### [Information shown]

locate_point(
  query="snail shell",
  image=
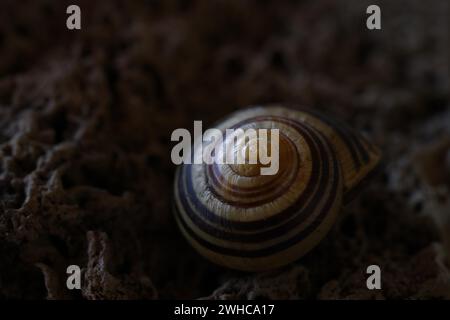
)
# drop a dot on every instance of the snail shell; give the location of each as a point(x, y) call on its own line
point(243, 220)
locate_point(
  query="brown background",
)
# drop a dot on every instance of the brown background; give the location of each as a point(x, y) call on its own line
point(86, 118)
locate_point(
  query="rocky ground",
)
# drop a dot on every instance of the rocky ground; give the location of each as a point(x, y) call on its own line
point(86, 118)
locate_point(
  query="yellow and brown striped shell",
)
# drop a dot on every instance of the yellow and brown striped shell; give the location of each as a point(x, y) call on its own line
point(256, 222)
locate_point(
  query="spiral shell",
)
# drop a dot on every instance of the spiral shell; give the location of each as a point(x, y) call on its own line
point(238, 218)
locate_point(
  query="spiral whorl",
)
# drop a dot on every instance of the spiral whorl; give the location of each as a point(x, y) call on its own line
point(241, 219)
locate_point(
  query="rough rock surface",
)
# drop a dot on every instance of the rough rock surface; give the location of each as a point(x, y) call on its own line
point(86, 119)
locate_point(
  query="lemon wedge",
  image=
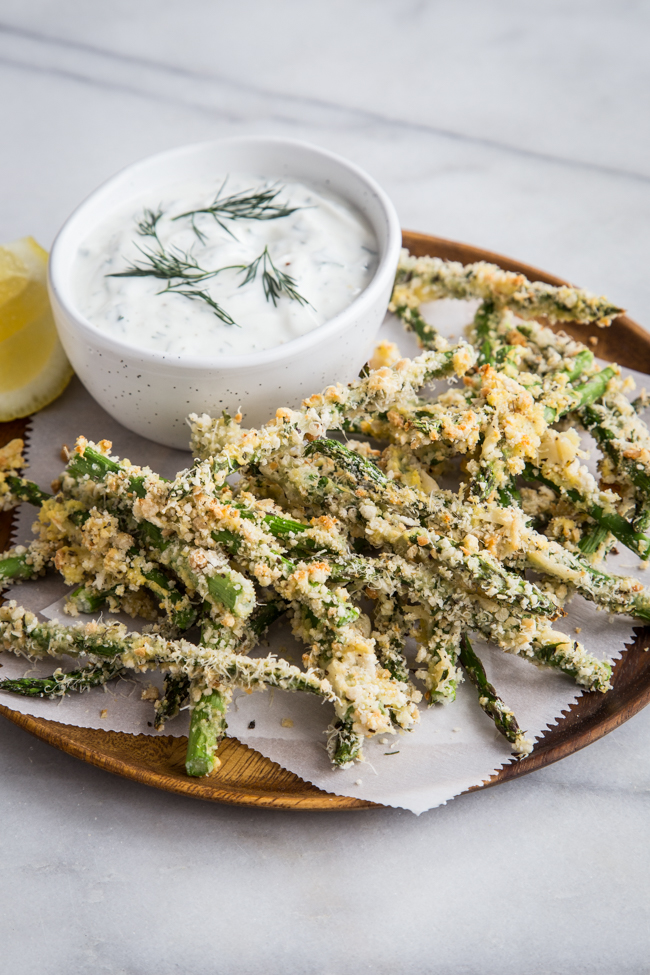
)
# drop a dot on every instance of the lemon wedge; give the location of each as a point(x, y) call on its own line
point(34, 369)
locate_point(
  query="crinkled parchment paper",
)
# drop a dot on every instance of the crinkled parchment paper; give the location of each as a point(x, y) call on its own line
point(453, 748)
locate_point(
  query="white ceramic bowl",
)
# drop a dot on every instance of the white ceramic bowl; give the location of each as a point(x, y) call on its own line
point(151, 392)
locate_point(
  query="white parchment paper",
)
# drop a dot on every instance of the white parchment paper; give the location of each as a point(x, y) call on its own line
point(453, 748)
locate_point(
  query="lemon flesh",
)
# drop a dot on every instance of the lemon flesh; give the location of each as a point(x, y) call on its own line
point(34, 369)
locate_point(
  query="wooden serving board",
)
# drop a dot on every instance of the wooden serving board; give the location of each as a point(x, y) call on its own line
point(245, 777)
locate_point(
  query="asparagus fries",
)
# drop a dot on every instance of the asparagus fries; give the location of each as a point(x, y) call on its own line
point(313, 526)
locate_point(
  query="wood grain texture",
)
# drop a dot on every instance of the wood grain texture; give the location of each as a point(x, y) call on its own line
point(247, 778)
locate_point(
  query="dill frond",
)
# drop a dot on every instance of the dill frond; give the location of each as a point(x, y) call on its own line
point(247, 205)
point(148, 225)
point(274, 281)
point(179, 269)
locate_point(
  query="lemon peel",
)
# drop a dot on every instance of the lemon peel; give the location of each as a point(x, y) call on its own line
point(34, 369)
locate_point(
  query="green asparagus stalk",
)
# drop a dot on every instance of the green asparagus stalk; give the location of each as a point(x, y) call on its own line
point(207, 728)
point(61, 683)
point(176, 690)
point(504, 719)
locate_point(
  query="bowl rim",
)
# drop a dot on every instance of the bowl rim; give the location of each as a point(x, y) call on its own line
point(59, 266)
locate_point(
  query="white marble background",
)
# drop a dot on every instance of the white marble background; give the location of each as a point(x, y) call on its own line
point(519, 127)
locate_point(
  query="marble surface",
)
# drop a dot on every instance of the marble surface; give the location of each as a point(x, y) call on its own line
point(517, 127)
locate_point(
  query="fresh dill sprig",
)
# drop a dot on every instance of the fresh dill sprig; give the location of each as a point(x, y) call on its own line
point(274, 281)
point(165, 265)
point(196, 294)
point(148, 225)
point(247, 205)
point(179, 269)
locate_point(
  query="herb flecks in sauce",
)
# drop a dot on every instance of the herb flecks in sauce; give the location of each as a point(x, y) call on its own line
point(150, 280)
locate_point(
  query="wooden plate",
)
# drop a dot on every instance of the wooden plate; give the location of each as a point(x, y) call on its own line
point(247, 778)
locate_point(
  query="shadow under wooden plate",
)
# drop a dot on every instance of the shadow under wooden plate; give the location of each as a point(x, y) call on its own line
point(247, 778)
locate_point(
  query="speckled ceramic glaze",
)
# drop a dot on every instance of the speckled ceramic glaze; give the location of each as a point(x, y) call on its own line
point(152, 393)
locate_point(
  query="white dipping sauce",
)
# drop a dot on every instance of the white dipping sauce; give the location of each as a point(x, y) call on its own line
point(325, 246)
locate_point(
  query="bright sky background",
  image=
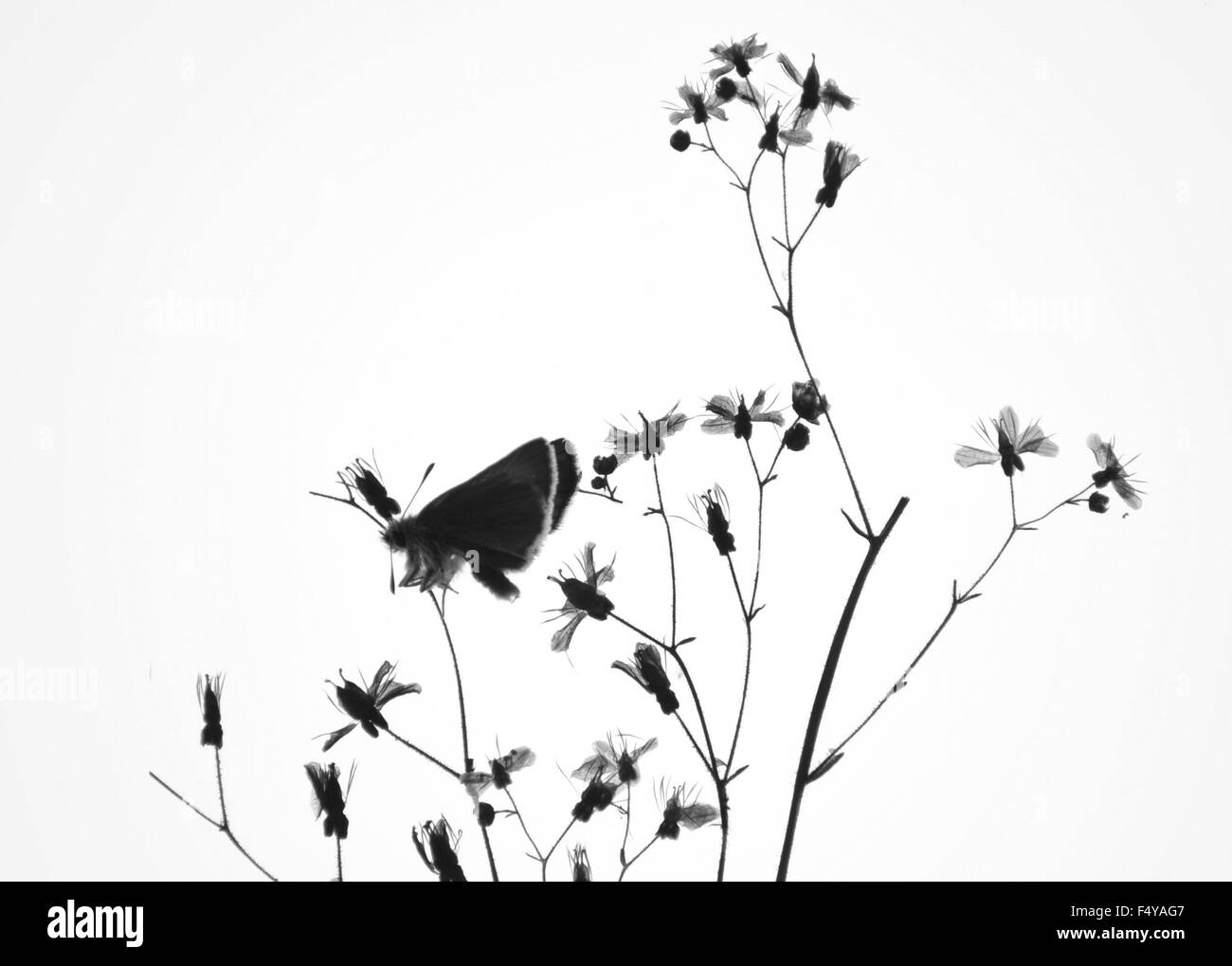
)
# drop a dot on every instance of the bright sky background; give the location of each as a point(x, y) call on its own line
point(245, 243)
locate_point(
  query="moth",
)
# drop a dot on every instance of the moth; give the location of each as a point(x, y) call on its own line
point(493, 524)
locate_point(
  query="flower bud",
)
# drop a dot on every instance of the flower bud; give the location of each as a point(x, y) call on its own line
point(796, 438)
point(807, 402)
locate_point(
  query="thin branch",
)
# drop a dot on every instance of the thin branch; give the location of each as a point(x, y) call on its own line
point(468, 764)
point(221, 826)
point(824, 687)
point(419, 751)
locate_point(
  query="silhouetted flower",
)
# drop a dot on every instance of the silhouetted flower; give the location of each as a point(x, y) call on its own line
point(737, 56)
point(440, 851)
point(649, 439)
point(365, 703)
point(1010, 444)
point(832, 97)
point(1113, 471)
point(839, 163)
point(584, 599)
point(647, 672)
point(770, 137)
point(809, 84)
point(608, 764)
point(700, 105)
point(209, 691)
point(595, 797)
point(328, 796)
point(361, 476)
point(580, 864)
point(500, 776)
point(796, 438)
point(714, 510)
point(738, 418)
point(807, 402)
point(679, 811)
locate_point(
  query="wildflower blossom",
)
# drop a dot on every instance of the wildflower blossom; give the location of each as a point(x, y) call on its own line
point(328, 796)
point(595, 797)
point(580, 864)
point(807, 402)
point(1011, 444)
point(715, 512)
point(583, 598)
point(364, 703)
point(647, 672)
point(809, 84)
point(796, 438)
point(436, 846)
point(700, 105)
point(735, 56)
point(738, 418)
point(209, 691)
point(680, 811)
point(610, 764)
point(649, 441)
point(500, 776)
point(1113, 471)
point(841, 163)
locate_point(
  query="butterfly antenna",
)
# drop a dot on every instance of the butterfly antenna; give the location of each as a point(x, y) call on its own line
point(430, 468)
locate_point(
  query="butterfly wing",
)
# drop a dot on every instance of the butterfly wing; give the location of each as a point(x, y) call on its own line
point(504, 513)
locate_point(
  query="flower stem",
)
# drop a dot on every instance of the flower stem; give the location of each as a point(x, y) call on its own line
point(824, 689)
point(221, 826)
point(468, 764)
point(419, 751)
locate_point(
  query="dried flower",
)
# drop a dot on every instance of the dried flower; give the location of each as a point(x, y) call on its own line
point(580, 864)
point(737, 56)
point(715, 513)
point(209, 691)
point(364, 703)
point(440, 853)
point(832, 97)
point(595, 797)
point(328, 796)
point(700, 105)
point(680, 811)
point(737, 418)
point(796, 438)
point(649, 441)
point(584, 599)
point(647, 672)
point(608, 764)
point(500, 776)
point(1010, 444)
point(839, 163)
point(807, 402)
point(770, 138)
point(1113, 471)
point(809, 84)
point(605, 465)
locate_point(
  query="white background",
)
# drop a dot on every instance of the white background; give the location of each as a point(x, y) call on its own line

### [Work order]
Output the data exactly as it is, with the pictures dropped.

### [Task answer]
locate_point(
  query="snail shell",
  image=
)
# drop a dot on every instance of the snail shell; give the location of each as a point(x, y) call on its own line
point(243, 220)
locate_point(
  query="brown background",
)
# drop a dot on every instance of the brown background; give the location of each as a point(x, y) call on its own line
point(86, 118)
locate_point(
  query="rocky ground",
)
# drop a dot on every instance of the rocky ground; give the location of each as a point(x, y) call on its own line
point(86, 118)
locate_point(
  query="yellow and brown striped shell",
)
# drop a dot on every instance of the yellow and brown striped shell; give the location of each as a point(x, y) call on its own line
point(256, 222)
locate_point(
  query="spiral shell",
)
# drop a dot on every instance of the spiral shell; give the location of each as a point(x, y) call on its own line
point(238, 218)
locate_point(
  query="spiral whorl",
)
# drop a dot on every instance of the spiral whorl; give the location of each as a point(x, y) call on its own line
point(241, 219)
locate_point(
  query="rough rock surface",
)
# drop a dot on every instance of the rough rock surface; give the location of each as a point(x, y) call on its own line
point(86, 119)
locate_point(
  query="lemon wedge",
  image=
)
# drop a dot on every instance of the lemon wedge; give the location of each as a point(x, y) call on its own line
point(34, 369)
locate_point(
  query="crinkled parchment paper",
)
# drop a dot on every instance of the crinkled parchment paper; give the location of each as a point(x, y) call on its own line
point(453, 748)
locate_point(
  query="white ceramic bowl",
)
# drop a dot on every instance of the white ceramic bowl; give the location of each as a point(x, y) call on its own line
point(151, 392)
locate_point(
  query="white parchment paper",
)
# drop a dot on every instance of the white parchment paper; give the location of each as a point(x, y) call on its own line
point(453, 748)
locate_point(
  query="lemon flesh",
)
# drop a dot on every instance of the lemon flesh; give the location of each as a point(x, y) call on its own line
point(34, 369)
locate_point(
  query="wooden serving board",
)
# drop a dot on every instance of the wooden serving board; give the location of each as a point(x, y) call on its own line
point(245, 777)
locate_point(
  query="asparagus fries",
)
# drop a dot on every instance of the asparagus fries; give the location of each as a point(x, y) call on its own line
point(313, 526)
locate_point(
  query="wood grain texture",
)
# drop a dot on every instance of the wood grain texture; give the location of each as a point(x, y) call on its own line
point(247, 778)
locate_point(
  query="dill frond",
)
# drop a dot on every instance of the dill frond; give the location of each as a point(x, y) call on its own line
point(247, 205)
point(148, 225)
point(274, 281)
point(179, 269)
locate_point(
  query="lemon peel",
)
# drop a dot on every instance of the lemon peel; give the location of each as a point(x, y) call on its own line
point(34, 369)
locate_point(
  query="green asparagus stalk",
)
# drop a dot on every instance of the green asparagus stalk; give the location of each as a point(x, y) call on its own line
point(207, 728)
point(61, 683)
point(176, 690)
point(504, 719)
locate_point(
  query="bowl rim",
)
# drop a dot on every instance of the bowl rim; give the location of each as a point(x, y) call on its own line
point(59, 266)
locate_point(
  query="white marble background",
)
# drop a dot on every instance of the white marble background; give the location of each as a point(x, y) call on its own line
point(519, 127)
locate_point(
  query="marble surface",
)
# drop a dot on every instance of the marble surface; give the location of each as a point(x, y) call on its own line
point(517, 127)
locate_point(
  query="fresh dill sprig",
)
# drop a dot on every instance of the fresh dill sprig; give the location of each as a point(x, y) call on its own line
point(274, 281)
point(165, 265)
point(196, 294)
point(148, 225)
point(247, 205)
point(179, 269)
locate_point(
  query="herb flecks in sauce",
)
# drop a dot on every instance of the herb flecks in sauce; give the location of each as a point(x, y) call on its own line
point(150, 280)
locate_point(
  query="wooden plate",
)
# drop a dot on every instance of the wooden plate; give the location of each as a point(x, y) call on its own line
point(247, 778)
locate_point(
  query="shadow under wooden plate",
)
# drop a dot on every instance of the shadow under wooden plate; give the location of each as a point(x, y) call on its own line
point(247, 778)
locate_point(
  query="speckled ceramic glaze",
)
# drop a dot on every instance of the speckled ceramic glaze; give the location of each as a point(x, y) call on its own line
point(152, 393)
locate_point(
  query="white dipping sauce",
)
# drop a dot on every instance of the white dipping sauce; give the location of each as a point(x, y) call on its own line
point(325, 246)
locate_point(
  query="bright sky background",
  image=
)
# drop a dot on every instance of the bright sky background; give the location of each as a point(x, y) call on its own line
point(245, 243)
locate_point(
  query="moth",
)
# drop a dot on every instance of the moth; give the location of each as a point(x, y) call on its own line
point(493, 524)
locate_point(
  query="flower bud",
)
# drop a dot on every instance of the flower bud; give the location of each as a point(x, y) call on its own line
point(796, 438)
point(807, 402)
locate_point(
  query="thin branch",
)
# drop a dot on every instance of the thin branch; give the location of each as a point(x, y) call on its own line
point(468, 764)
point(221, 826)
point(824, 687)
point(419, 751)
locate_point(
  query="silhouetted flower",
)
# drop a dot on every instance of the silhouetted flower; give the location of each as a point(x, y) call on its own line
point(737, 56)
point(440, 851)
point(649, 439)
point(365, 703)
point(1010, 444)
point(832, 97)
point(1113, 471)
point(839, 163)
point(584, 599)
point(647, 672)
point(770, 137)
point(809, 84)
point(608, 764)
point(700, 105)
point(209, 691)
point(595, 797)
point(328, 796)
point(361, 476)
point(580, 864)
point(500, 776)
point(796, 438)
point(714, 510)
point(738, 418)
point(807, 402)
point(679, 811)
locate_point(
  query="wildflower blossom",
)
# drop a dot on every instance of the wildflower blossom; give the location of each as a point(x, y) call on its own line
point(328, 796)
point(595, 797)
point(580, 864)
point(807, 402)
point(1011, 444)
point(715, 512)
point(583, 598)
point(364, 703)
point(647, 672)
point(809, 84)
point(796, 438)
point(436, 846)
point(700, 105)
point(735, 56)
point(738, 418)
point(209, 691)
point(680, 811)
point(610, 764)
point(649, 441)
point(500, 776)
point(1113, 471)
point(841, 163)
locate_point(
  query="butterfly antenna",
)
# drop a dot on every instance of the butterfly antenna; give the location of each as a point(x, y) call on its own line
point(430, 468)
locate_point(
  query="butterfly wing",
)
# drop a dot on every instance of the butterfly wing; give the location of each as a point(x, y) call on its own line
point(504, 513)
locate_point(
  query="flower stem",
)
# drop a dot on every instance of the flower stem; give the location of each as a point(x, y) call on its own line
point(824, 689)
point(221, 826)
point(468, 764)
point(419, 751)
locate_point(
  query="dried flower",
)
# drop a dot on every instance of the dried flower; give the location of each as a point(x, y) call on its own line
point(580, 864)
point(737, 56)
point(715, 513)
point(209, 691)
point(364, 703)
point(440, 853)
point(832, 97)
point(595, 797)
point(328, 796)
point(700, 105)
point(680, 811)
point(737, 418)
point(796, 438)
point(649, 441)
point(584, 599)
point(647, 672)
point(608, 764)
point(500, 776)
point(1010, 444)
point(839, 163)
point(807, 402)
point(770, 138)
point(1113, 471)
point(809, 84)
point(605, 465)
locate_point(
  query="white background",
)
# drop a dot on every instance of the white background; give the location of each as a point(x, y) call on its own line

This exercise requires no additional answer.